[Short exercise 1]
Translate into Spanish the following sentence from the letter on free will: "I like the way you have identified the issues clearly and succinctly."

[Document segment]
==*==
From: Geoffrey Klempner
Subject: Free will, determinism and indeterminism
Date: 18 December 2002 12:22

Dear Iain,

Thank you for your e-mail of 8 December, with your first essay for the Possible World Machine program, in response to the question, 'Examine the claims that freedom of the will is incompatible with determinism, and also incompatible with indeterminism.'

I am pleased with this first effort. I like the way you have identified the issues clearly and succinctly.

Given the word limit, it could be argued that you would have done better to omit all the stuff about why freedom is important (even though I found this well expressed) and concentrate on the question being asked. However, things aren't that simple. This is because the issue isn't simply one of *taking* the concept of free will as given and asking whether we have free will or not, but rather asking, 'What concept of 'free will' is worth wanting, and can that concept can be saved?' This is the key to the various strands of compatibilist thinking.

I have no comment to make on your account of Freedom vs Determinism. If you had more space, you might have attempted a definition of 'determinism'. (My preferred definition is 'the same thing must always happen if you run the history of the universe through again'.)
==*==
[Provided records]
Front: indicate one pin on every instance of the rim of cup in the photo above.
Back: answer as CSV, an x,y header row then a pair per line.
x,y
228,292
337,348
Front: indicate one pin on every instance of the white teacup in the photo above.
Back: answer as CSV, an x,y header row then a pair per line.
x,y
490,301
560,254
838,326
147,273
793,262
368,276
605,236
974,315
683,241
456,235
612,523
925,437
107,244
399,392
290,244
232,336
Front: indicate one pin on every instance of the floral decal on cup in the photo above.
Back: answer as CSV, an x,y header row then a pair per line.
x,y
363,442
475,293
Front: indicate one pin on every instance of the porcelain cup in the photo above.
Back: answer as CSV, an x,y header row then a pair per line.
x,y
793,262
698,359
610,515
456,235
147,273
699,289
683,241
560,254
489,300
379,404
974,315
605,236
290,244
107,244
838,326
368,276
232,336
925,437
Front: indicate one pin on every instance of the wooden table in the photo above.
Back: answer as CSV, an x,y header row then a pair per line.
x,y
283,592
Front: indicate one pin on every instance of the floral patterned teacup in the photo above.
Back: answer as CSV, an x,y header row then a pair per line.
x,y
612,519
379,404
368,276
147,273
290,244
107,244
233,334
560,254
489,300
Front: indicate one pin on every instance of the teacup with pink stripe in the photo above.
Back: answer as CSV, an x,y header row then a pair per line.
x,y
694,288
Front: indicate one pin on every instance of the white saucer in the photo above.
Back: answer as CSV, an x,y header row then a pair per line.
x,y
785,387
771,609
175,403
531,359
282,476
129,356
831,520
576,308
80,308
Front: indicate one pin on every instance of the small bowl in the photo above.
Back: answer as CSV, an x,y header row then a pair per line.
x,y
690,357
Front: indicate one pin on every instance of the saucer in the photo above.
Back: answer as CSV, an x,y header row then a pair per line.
==*==
[Short exercise 2]
Return, unchanged, the lines of the records from the line holding "Front: indicate one pin on every instance of the teacup" through the end of the records, both ends included.

[Answer 1]
Me gusta la manera en que has identificado las cuestiones de forma clara y concisa.

[Answer 2]
Front: indicate one pin on every instance of the teacup with pink stripe in the photo above.
Back: answer as CSV, an x,y header row then a pair per line.
x,y
694,288
Front: indicate one pin on every instance of the white saucer in the photo above.
Back: answer as CSV, an x,y header row then a pair per line.
x,y
785,387
771,609
175,403
531,359
282,476
129,356
831,520
576,308
80,308
Front: indicate one pin on every instance of the small bowl in the photo above.
Back: answer as CSV, an x,y header row then a pair per line.
x,y
690,357
Front: indicate one pin on every instance of the saucer in the photo above.
Back: answer as CSV, an x,y header row then a pair per line.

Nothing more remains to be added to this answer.